Tasks.
(a) Answer these questions from the text on Syed Nasim Ahmad Zaidi:
(i) From which school of Harvard University does he hold a master's degree in Public Administration?
(ii) During which months and years did he serve as Permanent Representative of India on the Council of ICAO?
(iii) What was the first election in his tenure?
(b) Return each line of the rows that contains the word "leaning".

Document text.
* Start *
Election Commissioner of India
- In office 7 August 2012 – 18 April 2015
- President: Pranab Mukherjee

Personal details
- Born: Syed Nasim Ahmad Zaidi 6 July 1952 (age 74) Dehradun, Uttar Pradesh (now Uttarakhand), India
- Alma mater: Harvard University
- Profession: Civil servant

= Syed Nasim Ahmad Zaidi =

Chief election commissioner of India

Syed Nasim Ahmad Zaidi served as the 20th Chief Election Commissioner of India. He is a retired I.A.S. officer of 1976 batch from the Muzzaffarnagar Uttar Pradesh cadre.

==Education==
Zaidi possesses a master's degree in Public Administration from Kennedy School of Government, Harvard University and has been a Mason Fellow for Public Policy at Harvard Institute for International Development.

==Career==
Dr. Zaidi has served as the Permanent Representative of India on the Council of ICAO from November 2005 to October 2008. He has served as the Director General of Civil Aviation. He retired from IAS as Secretary to the Government of India in Ministry of Civil Aviation on 31 July 2012. The first election in his tenure was 2015 Bihar Legislative Assembly election.
* End *
Records from a collection.
* Start *
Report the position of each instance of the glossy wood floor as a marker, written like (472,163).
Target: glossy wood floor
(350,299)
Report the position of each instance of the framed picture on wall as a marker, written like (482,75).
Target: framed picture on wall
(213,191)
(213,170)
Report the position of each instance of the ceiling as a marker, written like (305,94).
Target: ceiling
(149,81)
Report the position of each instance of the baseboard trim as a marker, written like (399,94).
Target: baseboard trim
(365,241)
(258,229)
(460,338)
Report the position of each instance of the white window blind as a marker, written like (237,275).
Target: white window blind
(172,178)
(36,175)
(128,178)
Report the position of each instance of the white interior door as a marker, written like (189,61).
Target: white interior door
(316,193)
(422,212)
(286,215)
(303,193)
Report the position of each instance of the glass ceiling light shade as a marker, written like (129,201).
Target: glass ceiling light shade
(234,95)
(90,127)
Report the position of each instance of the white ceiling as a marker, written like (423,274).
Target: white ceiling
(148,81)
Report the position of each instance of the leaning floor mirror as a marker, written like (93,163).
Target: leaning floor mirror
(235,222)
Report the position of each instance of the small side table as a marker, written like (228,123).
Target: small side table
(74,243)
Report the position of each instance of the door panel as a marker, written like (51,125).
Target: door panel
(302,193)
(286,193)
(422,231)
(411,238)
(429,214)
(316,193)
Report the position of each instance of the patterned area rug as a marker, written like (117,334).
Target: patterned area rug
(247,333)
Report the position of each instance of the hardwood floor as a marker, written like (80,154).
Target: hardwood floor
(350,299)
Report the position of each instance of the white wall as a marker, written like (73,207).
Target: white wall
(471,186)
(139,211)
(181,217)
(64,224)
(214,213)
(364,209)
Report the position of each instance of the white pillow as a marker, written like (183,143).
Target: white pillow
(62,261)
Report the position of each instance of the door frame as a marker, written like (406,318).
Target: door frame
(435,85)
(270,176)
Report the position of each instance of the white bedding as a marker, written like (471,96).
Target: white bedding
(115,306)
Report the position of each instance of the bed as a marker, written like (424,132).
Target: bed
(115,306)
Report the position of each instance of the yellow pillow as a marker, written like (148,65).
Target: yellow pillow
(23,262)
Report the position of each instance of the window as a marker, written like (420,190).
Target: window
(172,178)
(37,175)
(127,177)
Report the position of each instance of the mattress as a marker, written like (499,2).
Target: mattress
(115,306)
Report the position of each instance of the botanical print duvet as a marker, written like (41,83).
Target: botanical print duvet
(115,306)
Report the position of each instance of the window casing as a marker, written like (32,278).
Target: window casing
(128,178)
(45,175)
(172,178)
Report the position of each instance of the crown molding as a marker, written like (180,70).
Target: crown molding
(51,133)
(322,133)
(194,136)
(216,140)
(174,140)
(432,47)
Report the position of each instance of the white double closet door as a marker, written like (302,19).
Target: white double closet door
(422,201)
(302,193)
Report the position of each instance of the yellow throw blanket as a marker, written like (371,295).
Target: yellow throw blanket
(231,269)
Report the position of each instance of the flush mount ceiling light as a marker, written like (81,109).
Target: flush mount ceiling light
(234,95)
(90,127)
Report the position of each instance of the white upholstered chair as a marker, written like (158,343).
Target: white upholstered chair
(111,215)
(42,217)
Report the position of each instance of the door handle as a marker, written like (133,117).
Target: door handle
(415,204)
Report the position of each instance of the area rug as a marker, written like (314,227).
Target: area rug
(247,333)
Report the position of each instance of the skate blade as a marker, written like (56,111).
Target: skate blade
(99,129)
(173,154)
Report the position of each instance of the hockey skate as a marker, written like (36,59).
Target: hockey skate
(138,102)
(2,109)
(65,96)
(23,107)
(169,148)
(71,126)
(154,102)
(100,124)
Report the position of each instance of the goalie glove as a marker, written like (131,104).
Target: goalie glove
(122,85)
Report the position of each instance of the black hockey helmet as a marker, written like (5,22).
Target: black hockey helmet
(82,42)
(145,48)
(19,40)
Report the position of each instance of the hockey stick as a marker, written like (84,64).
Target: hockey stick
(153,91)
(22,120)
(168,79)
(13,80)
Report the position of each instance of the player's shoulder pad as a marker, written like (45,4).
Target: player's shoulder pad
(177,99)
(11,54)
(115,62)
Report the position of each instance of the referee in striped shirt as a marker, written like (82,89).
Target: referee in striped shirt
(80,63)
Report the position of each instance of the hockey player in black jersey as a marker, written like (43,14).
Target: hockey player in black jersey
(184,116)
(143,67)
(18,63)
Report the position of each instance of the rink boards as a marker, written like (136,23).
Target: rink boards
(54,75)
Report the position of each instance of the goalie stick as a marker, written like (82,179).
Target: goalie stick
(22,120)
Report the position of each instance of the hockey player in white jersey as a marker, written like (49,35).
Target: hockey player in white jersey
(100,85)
* End *
Response list.
(a)
(i) The Kennedy School of Government
(ii) From November 2005 to October 2008
(iii) The 2015 Bihar Legislative Assembly election

(b)
Report the position of each instance of the leaning floor mirror as a marker, written like (93,163).
Target: leaning floor mirror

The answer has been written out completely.